CONSEGNA 1:
Trascrivi alla lettera tutto il tratto dell'omelia che va da "arci_donorio.jpgCome non sentirsi" giù fino a "della nostra Arcidiocesi?".

**********

Gaeta (Lt). L’omelia dell’Arcivescovo durante la messa crismale- Giovedì Santo 2012

arci_donorio.jpgCome non sentirsi intensamente coinvolti e partecipi di questa Eucaristia, nella quale, la solenne Benedizione degli Oli e l’apertura ufficiale del V Sinodo della santa Chiesa di Gaeta, costituiscono un momento altissimo, ecclesiale e storico, della vita della nostra Arcidiocesi?
Questa sera, siamo testimoni di un evento, che, provvidenzialmente, si incastona tra il 50° dell’apertura del Concilio e 20° della promulgazione del CCC e l’indizione dell’Anno della Fede sulla nuova evangelizzazione, tema del sinodo dei Vescovi a ottobre.
La Parola, che viene consegnata alla nostra Chiesa in questa celebrazione memorabile, è l’icona evangelica di Gesù, proclamante, nella sinagoga di Nazareth, l’oggi di Dio per l’umanità; e la nostra Chiesa di Gaeta vuol farla propria, e perciò ripete con trepidante gioia: “Lo Spirito del Signore è su di me” per annunziare la bella e buona notizia del Vangelo e compiere “quella novità di vita , che Gesù ha portato tra noi con la sua persona”, secondo la pregnante espressione di sant’Ireneo.
Siamo però realisti! La Chiesa di Gaeta è ben consapevole da una parte che il Sinodo è καιρòς (kairòs) nel quale il Signore svela e rivela i suoi progetti per noi, ma d’altra parte essa si rende conto che aver pretesa di evangelizzare, senza prima essere stata evangelizzata, è bestemmia dinanzi a Dio e fallimento sicuro, perché noi siamo i primi destinatari, noi i primi affidatari della Parola. Un grande teologo protestante diceva: “Solo una Ecclesia audiens può essere una Ecclesia docens, capace di trasmettere il Vangelo e offrire parole di senso all’uomo contemporaneo. Una Chiesa quindi pienamente sottomessa alla Parola di Dio, nutrita da essa e da essa liberata”.

**********

CONSEGNA 2:
Per favore, trasforma le righe di tutte le voci qui sotto in un elenco numerato, tralasciando le righe vuote.

DATI ESTRATTI:
**********

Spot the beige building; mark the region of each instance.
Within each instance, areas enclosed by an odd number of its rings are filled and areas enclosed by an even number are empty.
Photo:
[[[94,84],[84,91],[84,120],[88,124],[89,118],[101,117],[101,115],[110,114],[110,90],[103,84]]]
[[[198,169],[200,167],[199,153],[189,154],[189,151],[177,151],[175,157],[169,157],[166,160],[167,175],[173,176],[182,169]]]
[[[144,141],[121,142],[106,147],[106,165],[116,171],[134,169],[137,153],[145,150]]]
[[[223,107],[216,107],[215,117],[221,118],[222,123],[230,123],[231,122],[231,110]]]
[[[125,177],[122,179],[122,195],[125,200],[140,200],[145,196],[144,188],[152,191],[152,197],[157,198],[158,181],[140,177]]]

**********

SOLUZIONE SCRITTA 1:
arci_donorio.jpgCome non sentirsi intensamente coinvolti e partecipi di questa Eucaristia, nella quale, la solenne Benedizione degli Oli e l’apertura ufficiale del V Sinodo della santa Chiesa di Gaeta, costituiscono un momento altissimo, ecclesiale e storico, della vita della nostra Arcidiocesi?

SOLUZIONE SCRITTA 2:
1. Spot the beige building; mark the region of each instance.
2. Within each instance, areas enclosed by an odd number of its rings are filled and areas enclosed by an even number are empty.
3. Photo:
4. [[[94,84],[84,91],[84,120],[88,124],[89,118],[101,117],[101,115],[110,114],[110,90],[103,84]]]
5. [[[198,169],[200,167],[199,153],[189,154],[189,151],[177,151],[175,157],[169,157],[166,160],[167,175],[173,176],[182,169]]]
6. [[[144,141],[121,142],[106,147],[106,165],[116,171],[134,169],[137,153],[145,150]]]
7. [[[223,107],[216,107],[215,117],[221,118],[222,123],[230,123],[231,122],[231,110]]]
8. [[[125,177],[122,179],[122,195],[125,200],[140,200],[145,196],[144,188],[152,191],[152,197],[157,198],[158,181],[140,177]]]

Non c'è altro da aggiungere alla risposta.